● **Excerpted records**:
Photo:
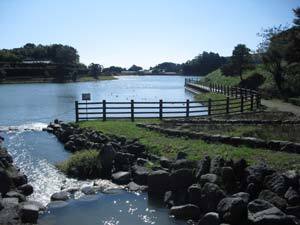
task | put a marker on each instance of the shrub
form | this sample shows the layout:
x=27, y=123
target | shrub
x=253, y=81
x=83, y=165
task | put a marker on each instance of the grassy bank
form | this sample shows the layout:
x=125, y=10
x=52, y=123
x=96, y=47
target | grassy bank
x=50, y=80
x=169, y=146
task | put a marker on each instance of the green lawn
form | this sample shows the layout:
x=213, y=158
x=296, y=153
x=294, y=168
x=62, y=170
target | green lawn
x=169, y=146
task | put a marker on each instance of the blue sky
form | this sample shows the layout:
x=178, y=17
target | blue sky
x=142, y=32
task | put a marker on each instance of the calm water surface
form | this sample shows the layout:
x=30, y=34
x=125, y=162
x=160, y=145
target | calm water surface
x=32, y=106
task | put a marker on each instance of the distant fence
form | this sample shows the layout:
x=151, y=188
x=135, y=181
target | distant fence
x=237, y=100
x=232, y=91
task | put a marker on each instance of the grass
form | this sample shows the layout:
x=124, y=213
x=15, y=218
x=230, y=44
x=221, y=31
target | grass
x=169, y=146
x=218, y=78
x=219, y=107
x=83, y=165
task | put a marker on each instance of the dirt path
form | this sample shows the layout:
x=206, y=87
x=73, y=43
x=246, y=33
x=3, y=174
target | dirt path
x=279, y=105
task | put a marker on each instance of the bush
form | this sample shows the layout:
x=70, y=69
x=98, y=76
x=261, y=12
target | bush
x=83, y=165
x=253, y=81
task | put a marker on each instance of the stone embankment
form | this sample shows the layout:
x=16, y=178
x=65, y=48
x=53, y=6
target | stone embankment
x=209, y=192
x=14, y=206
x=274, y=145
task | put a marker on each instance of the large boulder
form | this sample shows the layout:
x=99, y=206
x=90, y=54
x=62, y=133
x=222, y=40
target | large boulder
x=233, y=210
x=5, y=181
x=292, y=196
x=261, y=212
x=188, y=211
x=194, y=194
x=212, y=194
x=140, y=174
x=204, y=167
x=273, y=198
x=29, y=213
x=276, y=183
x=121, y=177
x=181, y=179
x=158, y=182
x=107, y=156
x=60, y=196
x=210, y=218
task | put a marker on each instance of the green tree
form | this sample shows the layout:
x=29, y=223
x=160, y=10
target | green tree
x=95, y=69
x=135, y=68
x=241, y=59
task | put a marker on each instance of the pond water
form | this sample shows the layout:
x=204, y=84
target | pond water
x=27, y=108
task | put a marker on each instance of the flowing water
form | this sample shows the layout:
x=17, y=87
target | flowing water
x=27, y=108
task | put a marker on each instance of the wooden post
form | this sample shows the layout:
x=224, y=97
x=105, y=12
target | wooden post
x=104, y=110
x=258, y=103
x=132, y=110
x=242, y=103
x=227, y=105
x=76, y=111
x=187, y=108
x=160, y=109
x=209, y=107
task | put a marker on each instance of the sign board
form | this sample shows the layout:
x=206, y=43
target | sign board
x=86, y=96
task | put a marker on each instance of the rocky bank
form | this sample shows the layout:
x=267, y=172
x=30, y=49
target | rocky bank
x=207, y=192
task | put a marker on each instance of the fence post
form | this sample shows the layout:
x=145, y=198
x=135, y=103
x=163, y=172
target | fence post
==
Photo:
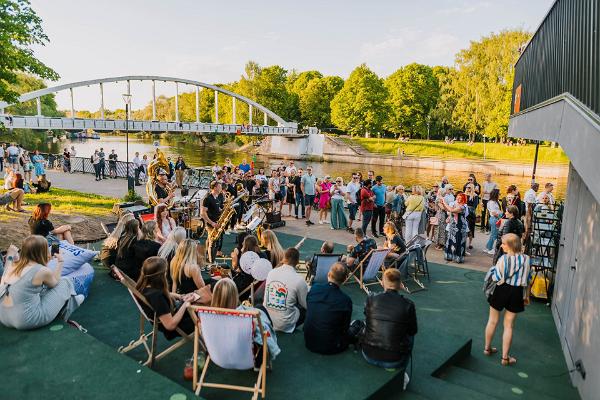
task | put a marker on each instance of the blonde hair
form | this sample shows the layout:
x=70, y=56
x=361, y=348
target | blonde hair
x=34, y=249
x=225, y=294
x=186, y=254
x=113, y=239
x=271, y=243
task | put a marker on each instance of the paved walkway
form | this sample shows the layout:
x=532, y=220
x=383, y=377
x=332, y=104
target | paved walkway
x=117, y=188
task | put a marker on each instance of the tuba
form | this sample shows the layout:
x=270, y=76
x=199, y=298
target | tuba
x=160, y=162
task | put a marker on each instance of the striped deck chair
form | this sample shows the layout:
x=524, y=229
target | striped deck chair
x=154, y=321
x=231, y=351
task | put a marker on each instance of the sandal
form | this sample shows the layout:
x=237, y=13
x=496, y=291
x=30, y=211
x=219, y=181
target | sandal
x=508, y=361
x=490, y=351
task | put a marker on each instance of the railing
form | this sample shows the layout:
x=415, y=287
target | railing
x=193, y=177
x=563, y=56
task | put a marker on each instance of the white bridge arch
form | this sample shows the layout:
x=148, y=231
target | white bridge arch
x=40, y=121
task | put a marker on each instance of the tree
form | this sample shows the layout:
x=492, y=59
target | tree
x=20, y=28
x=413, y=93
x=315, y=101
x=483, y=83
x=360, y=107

● **What you should do**:
Start with the line above that contains "task | put a marker on each instance of the distant" and end with the line that contains "x=221, y=31". Write out those lines exactly, and only those.

● **Completed exercise**:
task | put a marker on each instance of the distant fence
form | this sample shows the layout:
x=151, y=188
x=135, y=181
target | distant fence
x=237, y=100
x=232, y=91
task | put a marker on each instance of the grass
form | this sample shows the layout:
x=124, y=213
x=15, y=218
x=230, y=44
x=221, y=31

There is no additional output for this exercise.